• **Document section**:

· · ·

Controller Resume Guide

north-carolina

Controller Resume Guide for North Carolina Professionals

Opening Hook

The BLS projects 14.8% growth for financial managers — including Controllers — through 2034, adding 74,600 annual openings nationwide, yet North Carolina's 21,170 Controllers earn a median salary of $160,340, sitting just 0.8% below the national median of $161,700, which means your resume needs to communicate precise financial leadership to compete for roles at the state's major employers like Bank of America, Lowe's, and Duke Energy [1][2].

Key Takeaways (TL;DR)

  • Controllers' resumes live or die on quantified financial stewardship: recruiters scan for portfolio size, close-cycle timelines, audit outcomes, and ERP platform proficiency before reading a single sentence of prose.
  • Top three things hiring managers look for: demonstrated ownership of the full month-end/year-end close, experience with GAAP/IFRS compliance and external audit management, and hands-on command of ERP systems (SAP, Oracle NetSuite, or Sage Intacct).

· · ·

• **Dataset excerpt**:
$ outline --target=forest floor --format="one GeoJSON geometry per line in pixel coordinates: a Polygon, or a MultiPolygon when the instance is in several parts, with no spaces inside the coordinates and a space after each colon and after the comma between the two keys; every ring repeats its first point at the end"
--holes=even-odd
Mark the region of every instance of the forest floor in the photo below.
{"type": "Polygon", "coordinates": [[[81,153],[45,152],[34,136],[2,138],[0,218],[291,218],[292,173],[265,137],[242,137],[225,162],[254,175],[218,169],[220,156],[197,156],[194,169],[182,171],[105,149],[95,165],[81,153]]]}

· · ·

• **Written request 1**: Translate this sentence from the controller resume guide into Spanish: "Controllers' resumes live or die on quantified financial stewardship: recruiters scan for portfolio size, close-cycle timelines, audit outcomes, and ERP platform proficiency before reading a single sentence of prose."
• **Written request 2**: Echo the part of the controller resume guide that opens with the words "Controller Resume Guide for" and closes with "Key Takeaways (TL;DR)".

• **Result 1**: Los currículums de los contralores se juegan todo en la gestión financiera cuantificada: los reclutadores buscan el tamaño de la cartera, los plazos del ciclo de cierre, los resultados de auditoría y el dominio de plataformas ERP antes de leer una sola oración en prosa.

• **Result 2**:
Controller Resume Guide for North Carolina Professionals

Opening Hook

The BLS projects 14.8% growth for financial managers — including Controllers — through 2034, adding 74,600 annual openings nationwide, yet North Carolina's 21,170 Controllers earn a median salary of $160,340, sitting just 0.8% below the national median of $161,700, which means your resume needs to communicate precise financial leadership to compete for roles at the state's major employers like Bank of America, Lowe's, and Duke Energy [1][2].

Key Takeaways (TL;DR)